Scientists are alarmed by the virulence of the bacterium, haemolytic streptococcus Group A. They believe some strains have started producing lethal toxins that attack different body organs simultaneously and overpower the immune system.

A spokeswoman for the Central Public Health Laboratory Service, London, which is co-ordinating the investigations, said scientists at the laboratory had started detailed molecular tests.

Two people died in February and three others are recovering after surgery and skin grafts for disfiguring wounds in what is believed to be the first outbreak of infection with haemolytic streptococcus Group A. Dr Cliodna McNulty, a consultant microbiologist with Gloucestershire Health Authority, said yesterday that it was possible for the cases to have arisen by chance but 'it is amazingly rare'. A change in the bacterium's genetic material may have caused it to produce more damaging toxins.

The bacterium is carried by 10 per cent of the population in the throat and nasal passages and is normally harmless. However, it can cause life-threatening infections if it reaches tissues beneath the skin, liquefying fat cells and causing gangrene. A cluster of cases is unprecedented.

Microbiologists are speculating that some strains of the bacterium have become infected with a virus, known as a bacteriophage, which has 'switched on' dormant genes which make it more virulent.

**Task to carry out:**
Say whether each statement agrees with the passage on the streptococcus outbreak, and support each answer with the deciding words quoted from it.
1. The bacterium is normally harmless.
2. Three people died in February.
3. Dr Cliodna McNulty ruled out the possibility that the cases arose by chance.
Base your answers solely on the passage above.

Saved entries
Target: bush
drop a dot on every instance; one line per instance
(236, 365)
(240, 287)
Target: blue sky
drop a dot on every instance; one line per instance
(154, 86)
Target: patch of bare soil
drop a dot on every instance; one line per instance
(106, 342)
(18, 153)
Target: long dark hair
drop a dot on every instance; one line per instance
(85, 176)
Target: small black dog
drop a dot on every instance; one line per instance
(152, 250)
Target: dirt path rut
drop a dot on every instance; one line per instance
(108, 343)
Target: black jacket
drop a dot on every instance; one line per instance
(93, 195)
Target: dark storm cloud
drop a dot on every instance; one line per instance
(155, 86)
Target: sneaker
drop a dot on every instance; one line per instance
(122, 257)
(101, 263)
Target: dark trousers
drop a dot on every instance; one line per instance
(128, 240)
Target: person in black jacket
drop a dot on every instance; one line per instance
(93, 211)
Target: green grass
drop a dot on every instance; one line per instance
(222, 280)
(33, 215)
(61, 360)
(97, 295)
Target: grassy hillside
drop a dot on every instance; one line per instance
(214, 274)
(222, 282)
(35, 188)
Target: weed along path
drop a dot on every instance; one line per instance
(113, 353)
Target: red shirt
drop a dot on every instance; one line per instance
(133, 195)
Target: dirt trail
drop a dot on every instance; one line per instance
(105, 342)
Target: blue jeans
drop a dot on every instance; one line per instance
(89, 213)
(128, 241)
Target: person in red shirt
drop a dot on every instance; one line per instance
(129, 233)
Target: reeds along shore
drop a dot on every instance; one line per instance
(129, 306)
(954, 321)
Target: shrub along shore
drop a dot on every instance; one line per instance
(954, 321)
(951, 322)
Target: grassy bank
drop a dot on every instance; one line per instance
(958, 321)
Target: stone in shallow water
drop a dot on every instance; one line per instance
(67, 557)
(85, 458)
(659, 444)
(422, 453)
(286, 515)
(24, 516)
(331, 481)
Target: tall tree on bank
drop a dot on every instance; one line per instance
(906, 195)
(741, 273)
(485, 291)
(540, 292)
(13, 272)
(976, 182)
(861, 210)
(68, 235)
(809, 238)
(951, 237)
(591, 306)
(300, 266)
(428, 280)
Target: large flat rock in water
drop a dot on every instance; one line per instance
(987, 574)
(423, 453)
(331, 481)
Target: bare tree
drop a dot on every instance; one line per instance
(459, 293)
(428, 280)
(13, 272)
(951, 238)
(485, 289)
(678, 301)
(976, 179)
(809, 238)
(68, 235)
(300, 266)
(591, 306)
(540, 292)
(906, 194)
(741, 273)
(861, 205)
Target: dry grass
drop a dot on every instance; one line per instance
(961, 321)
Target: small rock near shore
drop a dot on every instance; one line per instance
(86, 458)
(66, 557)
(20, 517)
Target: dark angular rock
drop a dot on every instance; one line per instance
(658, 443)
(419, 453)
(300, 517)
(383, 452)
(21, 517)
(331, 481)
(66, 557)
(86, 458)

**Answer below:**
1. Yes: "The bacterium is carried by 10 per cent of the population in the throat and nasal passages and is normally harmless."
2. No: "Two people died in February and three others are recovering after surgery and skin grafts for disfiguring wounds"
3. No: "it was possible for the cases to have arisen by chance but 'it is amazingly rare'"